- [What to do]: Repeat the lines below word for word, but leave out the pictures.

- [Rows of box annotation data]:
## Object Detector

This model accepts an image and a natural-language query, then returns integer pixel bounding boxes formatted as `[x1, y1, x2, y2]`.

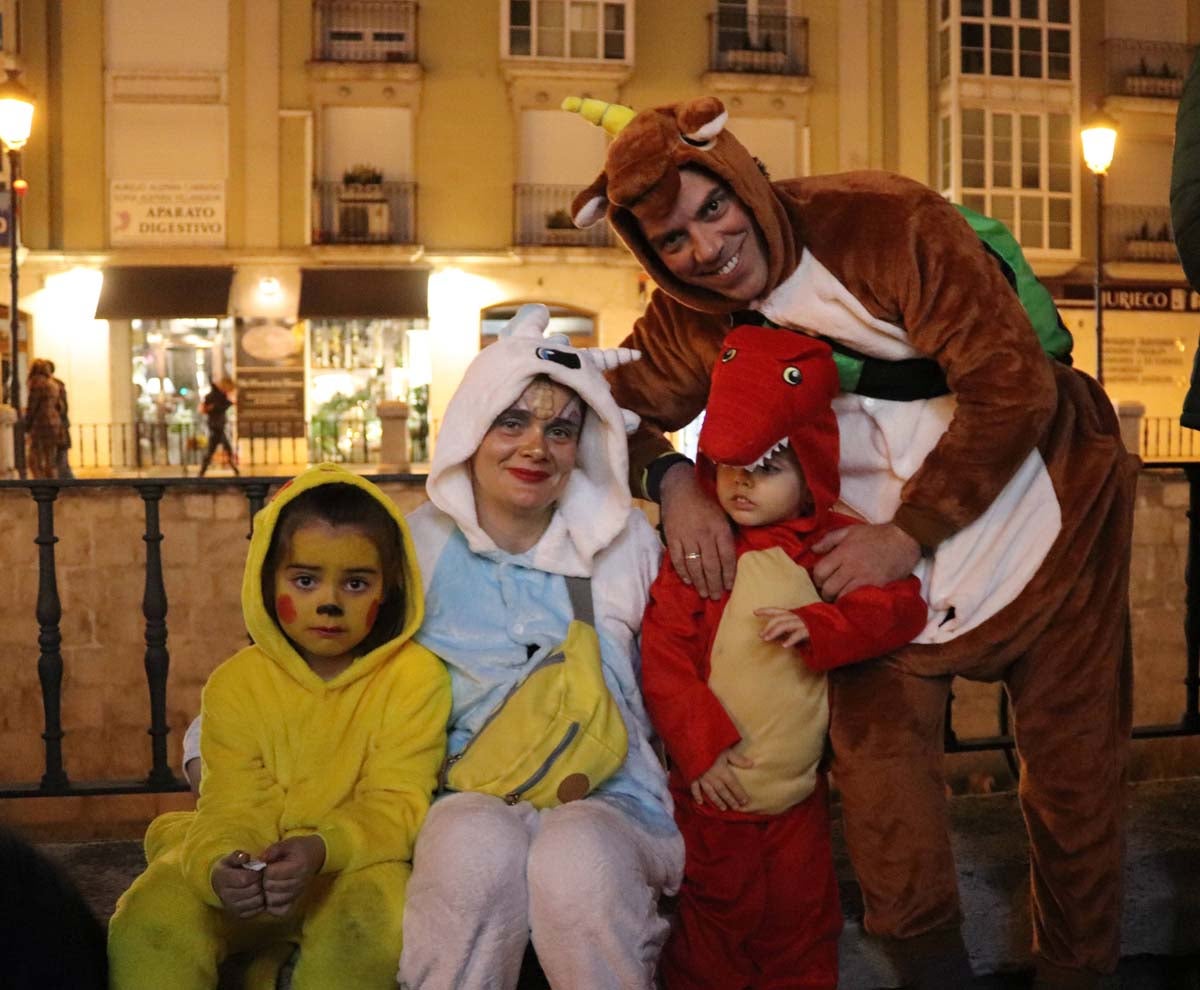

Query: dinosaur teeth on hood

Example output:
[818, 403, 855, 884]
[745, 437, 792, 470]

- [Reply to the task]:
## Object Detector

This model accepts an image and a natural-language query, then returns integer pixel bounding boxes formatted as `[x1, y1, x2, y2]`.


Query: dinosaur teeth on hood

Example output:
[818, 403, 855, 884]
[745, 437, 792, 470]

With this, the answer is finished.